#### Excerpt:
** start **

Bump xtb submodule to release version (#24)

- Set optimization level to -O2 - Loosen thresholds for testing - Use absolute error tests as initially intended - Add C1 symmetric testcase for orbital coefficients
grimme-lab · Jul 2, 2020 · 8a31640 · 8a31640
1 parent a029642
commit 8a31640
Show file tree

Hide file tree

Showing 5 changed files with 105 additions and 90 deletions.
diff --git a/meson.build b/meson.build
@@ -21,6 +21,7 @@ project(
   license: 'LGPL3',
   default_options: [
     'default_library=static',
+    'optimization=2',
   ]
 )
 
@@ -45,6 +46,7 @@ else
       'static=false',
       'openmp=@0@'.format(get_option('openmp')),
       'la_backend=@0@'.format(get_option('la_backend')),
+      'optimization=@0@'.format(get_option('optimization')),
     ],
   )
   xtb_dep = xtb_prj.get_variable('xtb_dep')

diff --git a/subprojects/xtb b/subprojects/xtb
diff --git a/xtb/ase/test_calculator.py b/xtb/ase/test_calculator.py
@@ -82,10 +82,10 @@ def test_gfn2_xtb_0d():
 
     calc = XTB(method="GFN2-xTB", atoms=atoms)
 
-    assert approx(atoms.get_potential_energy(), thr) == -592.6794366990786
-    assert approx(atoms.get_forces(), thr) == forces
-    assert approx(atoms.get_charges(), thr) == charges
-    assert approx(atoms.get_dipole_moment(), thr) == dipole_moment
+    assert approx(atoms.get_potential_energy(), abs=thr) == -592.6794366990786
+    assert approx(atoms.get_forces(), abs=thr) == forces
+    assert approx(atoms.get_charges(), abs=thr) == charges
+    assert approx(atoms.get_dipole_moment(), abs=thr) == dipole_moment
 
     atoms.calc.set(
         accuracy=0.1,
@@ -94,7 +94,7 @@ def test_gfn2_xtb_0d():
         solvent="ch2cl2",
     )

** end **

#### Exercise set:
1. Render this sentence from the commit into Spanish: "Showing 5 changed files with 105 additions and 90 deletions."
2. What optimization level does the commit set?
3. From the commit, return the stretch from "Bump xtb submodule" through "and 90 deletions.".

#### Information supplied:
** start **

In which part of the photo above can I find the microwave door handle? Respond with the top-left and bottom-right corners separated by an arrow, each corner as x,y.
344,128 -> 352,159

** end **

#### Complete answers:
1. Se muestran 5 archivos modificados con 105 adiciones y 90 eliminaciones.

2. -O2

3.
Bump xtb submodule to release version (#24)

- Set optimization level to -O2 - Loosen thresholds for testing - Use absolute error tests as initially intended - Add C1 symmetric testcase for orbital coefficients
grimme-lab · Jul 2, 2020 · 8a31640 · 8a31640
1 parent a029642
commit 8a31640
Show file tree

Hide file tree

Showing 5 changed files with 105 additions and 90 deletions.